▶ [WORK ITEM]
What lines in the records below mention "green"? List them all.

Natural language region descriptions
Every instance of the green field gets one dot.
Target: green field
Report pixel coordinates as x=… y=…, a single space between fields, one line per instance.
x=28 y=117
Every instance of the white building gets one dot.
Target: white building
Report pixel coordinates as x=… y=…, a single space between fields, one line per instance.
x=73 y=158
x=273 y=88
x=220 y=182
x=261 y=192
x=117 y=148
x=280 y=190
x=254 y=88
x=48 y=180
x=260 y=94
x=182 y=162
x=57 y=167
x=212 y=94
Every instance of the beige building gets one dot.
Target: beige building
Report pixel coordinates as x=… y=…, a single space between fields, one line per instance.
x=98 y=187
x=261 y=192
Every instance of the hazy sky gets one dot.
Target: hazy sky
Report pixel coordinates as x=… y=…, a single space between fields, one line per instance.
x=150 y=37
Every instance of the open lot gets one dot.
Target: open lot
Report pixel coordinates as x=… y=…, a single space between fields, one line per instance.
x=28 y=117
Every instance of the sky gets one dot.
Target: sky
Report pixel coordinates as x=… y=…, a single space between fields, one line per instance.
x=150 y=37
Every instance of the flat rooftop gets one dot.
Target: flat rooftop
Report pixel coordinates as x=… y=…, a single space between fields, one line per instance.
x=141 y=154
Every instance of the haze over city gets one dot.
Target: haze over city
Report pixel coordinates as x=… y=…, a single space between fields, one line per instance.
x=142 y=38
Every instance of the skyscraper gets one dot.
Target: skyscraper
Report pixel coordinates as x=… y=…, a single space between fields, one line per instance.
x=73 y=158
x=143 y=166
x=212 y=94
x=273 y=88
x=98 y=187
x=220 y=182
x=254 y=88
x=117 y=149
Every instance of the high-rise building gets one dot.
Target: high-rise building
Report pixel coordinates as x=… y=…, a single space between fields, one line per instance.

▶ [ANSWER SECTION]
Every instance of the green field gets one dot.
Target: green field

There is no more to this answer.